» TASK
Reproduce the items without changes, from their first line up to and including the line that contains "600L285 518L251 459L2".

» EXCERPTED RECORDS
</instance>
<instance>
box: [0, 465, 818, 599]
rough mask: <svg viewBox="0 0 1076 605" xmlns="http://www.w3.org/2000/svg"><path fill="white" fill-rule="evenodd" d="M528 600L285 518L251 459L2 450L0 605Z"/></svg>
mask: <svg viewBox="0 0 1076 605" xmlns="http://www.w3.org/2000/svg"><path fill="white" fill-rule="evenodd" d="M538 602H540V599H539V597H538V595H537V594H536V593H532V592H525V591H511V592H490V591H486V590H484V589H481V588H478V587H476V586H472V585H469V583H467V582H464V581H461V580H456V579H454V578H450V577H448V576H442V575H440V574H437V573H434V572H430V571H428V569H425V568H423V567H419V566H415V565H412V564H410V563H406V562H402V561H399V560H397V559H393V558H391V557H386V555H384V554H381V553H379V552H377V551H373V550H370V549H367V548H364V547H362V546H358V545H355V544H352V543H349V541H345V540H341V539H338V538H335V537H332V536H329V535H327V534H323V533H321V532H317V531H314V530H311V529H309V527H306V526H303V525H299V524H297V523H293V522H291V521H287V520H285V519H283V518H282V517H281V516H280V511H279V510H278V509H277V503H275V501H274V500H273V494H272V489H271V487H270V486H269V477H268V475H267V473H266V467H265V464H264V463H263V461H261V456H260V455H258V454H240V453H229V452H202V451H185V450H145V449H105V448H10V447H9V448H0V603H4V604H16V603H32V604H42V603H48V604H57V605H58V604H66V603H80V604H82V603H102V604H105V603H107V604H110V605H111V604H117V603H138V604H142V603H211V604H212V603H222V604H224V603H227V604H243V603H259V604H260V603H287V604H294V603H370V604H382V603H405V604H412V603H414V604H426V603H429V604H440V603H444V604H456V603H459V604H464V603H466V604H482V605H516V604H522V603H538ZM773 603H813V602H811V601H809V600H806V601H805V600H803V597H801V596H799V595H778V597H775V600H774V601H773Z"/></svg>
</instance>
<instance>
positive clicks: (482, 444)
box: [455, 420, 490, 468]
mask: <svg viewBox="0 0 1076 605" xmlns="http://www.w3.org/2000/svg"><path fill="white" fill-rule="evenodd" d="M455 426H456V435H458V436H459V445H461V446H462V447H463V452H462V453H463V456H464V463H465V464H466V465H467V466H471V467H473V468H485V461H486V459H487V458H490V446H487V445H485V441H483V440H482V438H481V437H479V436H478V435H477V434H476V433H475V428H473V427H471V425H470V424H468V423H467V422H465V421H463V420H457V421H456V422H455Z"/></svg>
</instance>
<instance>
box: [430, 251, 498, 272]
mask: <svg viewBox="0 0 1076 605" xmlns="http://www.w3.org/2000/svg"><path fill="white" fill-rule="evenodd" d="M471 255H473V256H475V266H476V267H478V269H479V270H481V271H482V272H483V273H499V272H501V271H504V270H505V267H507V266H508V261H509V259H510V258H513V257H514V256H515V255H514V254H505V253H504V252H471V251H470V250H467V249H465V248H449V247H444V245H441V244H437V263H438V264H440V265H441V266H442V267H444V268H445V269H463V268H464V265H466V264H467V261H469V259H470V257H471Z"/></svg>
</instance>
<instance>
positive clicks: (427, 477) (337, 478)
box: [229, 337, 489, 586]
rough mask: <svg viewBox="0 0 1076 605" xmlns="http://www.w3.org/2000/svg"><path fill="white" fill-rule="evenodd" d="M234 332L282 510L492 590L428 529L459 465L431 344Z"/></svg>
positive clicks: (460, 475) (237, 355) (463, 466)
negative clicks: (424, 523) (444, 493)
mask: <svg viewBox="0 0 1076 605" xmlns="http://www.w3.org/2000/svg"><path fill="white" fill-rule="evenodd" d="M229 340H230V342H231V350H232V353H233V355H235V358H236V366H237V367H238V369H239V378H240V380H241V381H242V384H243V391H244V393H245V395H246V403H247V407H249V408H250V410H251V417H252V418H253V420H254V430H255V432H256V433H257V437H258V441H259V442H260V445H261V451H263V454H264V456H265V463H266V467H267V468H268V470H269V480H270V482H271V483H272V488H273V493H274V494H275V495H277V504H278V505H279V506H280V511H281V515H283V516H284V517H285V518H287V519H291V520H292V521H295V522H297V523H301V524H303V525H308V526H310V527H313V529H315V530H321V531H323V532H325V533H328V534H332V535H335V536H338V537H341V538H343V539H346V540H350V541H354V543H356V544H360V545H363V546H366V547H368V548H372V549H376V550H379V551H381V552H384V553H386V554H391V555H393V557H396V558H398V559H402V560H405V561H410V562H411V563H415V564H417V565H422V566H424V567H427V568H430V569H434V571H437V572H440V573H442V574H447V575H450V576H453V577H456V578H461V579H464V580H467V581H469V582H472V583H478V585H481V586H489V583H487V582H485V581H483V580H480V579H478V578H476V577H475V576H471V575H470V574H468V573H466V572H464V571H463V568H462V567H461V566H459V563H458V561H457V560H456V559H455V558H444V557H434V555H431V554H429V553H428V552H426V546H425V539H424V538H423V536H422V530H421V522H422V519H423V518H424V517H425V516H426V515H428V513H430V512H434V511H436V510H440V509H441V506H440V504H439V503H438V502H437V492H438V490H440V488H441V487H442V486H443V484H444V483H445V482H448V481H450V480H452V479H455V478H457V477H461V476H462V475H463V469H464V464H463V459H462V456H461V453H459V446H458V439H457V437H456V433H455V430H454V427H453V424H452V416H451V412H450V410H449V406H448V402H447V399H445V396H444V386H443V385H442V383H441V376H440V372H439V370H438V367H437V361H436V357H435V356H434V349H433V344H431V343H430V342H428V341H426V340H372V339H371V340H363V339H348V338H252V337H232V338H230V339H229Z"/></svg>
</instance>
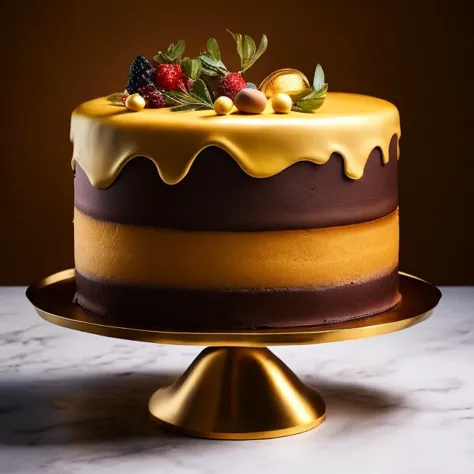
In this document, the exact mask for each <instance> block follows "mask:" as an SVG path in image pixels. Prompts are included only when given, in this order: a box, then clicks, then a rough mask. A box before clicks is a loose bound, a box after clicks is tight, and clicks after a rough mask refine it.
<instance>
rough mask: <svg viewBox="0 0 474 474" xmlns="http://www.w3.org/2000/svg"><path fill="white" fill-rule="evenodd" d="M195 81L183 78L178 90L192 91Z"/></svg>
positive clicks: (178, 85) (185, 77)
mask: <svg viewBox="0 0 474 474" xmlns="http://www.w3.org/2000/svg"><path fill="white" fill-rule="evenodd" d="M193 85H194V81H193V80H192V79H191V78H190V77H183V78H182V79H180V80H179V81H178V89H179V90H182V91H190V90H192V89H193Z"/></svg>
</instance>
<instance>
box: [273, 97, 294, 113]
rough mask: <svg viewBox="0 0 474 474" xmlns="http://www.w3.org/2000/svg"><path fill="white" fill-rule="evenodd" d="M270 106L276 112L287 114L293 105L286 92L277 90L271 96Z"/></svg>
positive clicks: (290, 98) (291, 101) (290, 109)
mask: <svg viewBox="0 0 474 474" xmlns="http://www.w3.org/2000/svg"><path fill="white" fill-rule="evenodd" d="M272 107H273V110H274V111H275V112H276V113H277V114H288V113H289V112H290V111H291V107H293V101H292V100H291V97H290V96H289V95H288V94H284V93H283V92H278V93H277V94H275V95H274V96H273V97H272Z"/></svg>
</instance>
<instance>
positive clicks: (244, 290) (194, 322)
mask: <svg viewBox="0 0 474 474" xmlns="http://www.w3.org/2000/svg"><path fill="white" fill-rule="evenodd" d="M76 285H77V293H76V302H77V303H79V304H80V305H81V306H82V307H84V308H85V309H87V310H89V311H92V312H94V313H96V314H99V315H102V316H104V317H106V318H108V319H113V320H115V321H124V322H128V323H131V322H133V323H134V324H140V325H143V326H148V327H151V326H152V327H156V328H161V329H169V330H175V329H176V330H185V331H193V330H199V329H238V328H240V329H252V328H265V327H266V328H278V327H295V326H308V325H317V324H322V323H328V322H341V321H345V320H348V319H354V318H359V317H363V316H369V315H371V314H375V313H379V312H381V311H384V310H386V309H388V308H390V307H392V306H394V305H395V304H396V303H398V301H399V299H400V295H399V293H398V272H397V271H393V272H391V273H390V274H388V275H385V276H383V277H380V278H377V279H374V280H371V281H367V282H364V283H354V284H350V285H345V286H339V287H333V288H320V289H317V288H301V289H268V290H228V291H224V290H222V291H219V290H191V289H177V288H156V287H155V288H147V287H138V286H130V285H125V284H117V283H106V282H101V281H97V280H93V279H90V278H87V277H85V276H84V275H81V274H80V273H78V272H76Z"/></svg>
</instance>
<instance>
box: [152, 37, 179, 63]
mask: <svg viewBox="0 0 474 474" xmlns="http://www.w3.org/2000/svg"><path fill="white" fill-rule="evenodd" d="M185 47H186V44H185V42H184V41H183V40H179V41H178V42H177V43H176V44H174V43H171V44H170V45H169V46H168V49H167V50H166V52H163V51H158V52H157V53H156V55H155V56H153V61H155V62H156V63H158V64H163V63H165V64H173V63H179V62H180V60H181V56H182V55H183V53H184V49H185Z"/></svg>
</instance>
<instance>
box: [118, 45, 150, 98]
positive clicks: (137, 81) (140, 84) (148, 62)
mask: <svg viewBox="0 0 474 474" xmlns="http://www.w3.org/2000/svg"><path fill="white" fill-rule="evenodd" d="M154 77H155V68H154V67H153V66H152V64H151V63H150V61H148V59H147V58H146V57H145V56H143V55H141V54H137V55H136V56H135V59H134V60H133V62H132V65H131V66H130V72H129V73H128V79H127V85H126V86H125V89H126V90H127V91H128V93H129V94H135V93H136V92H138V89H140V87H150V86H153V85H154V82H153V78H154Z"/></svg>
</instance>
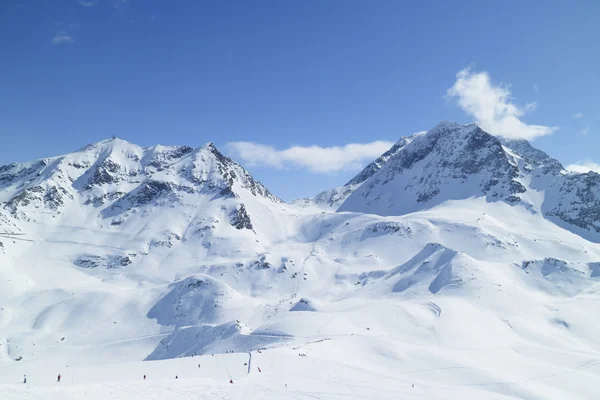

» RESULT OF THIS EXERCISE
</instance>
<instance>
box: [0, 465, 818, 599]
rough mask: <svg viewBox="0 0 1076 605" xmlns="http://www.w3.org/2000/svg"><path fill="white" fill-rule="evenodd" d="M528 600L285 518L251 459L2 450L0 605Z"/></svg>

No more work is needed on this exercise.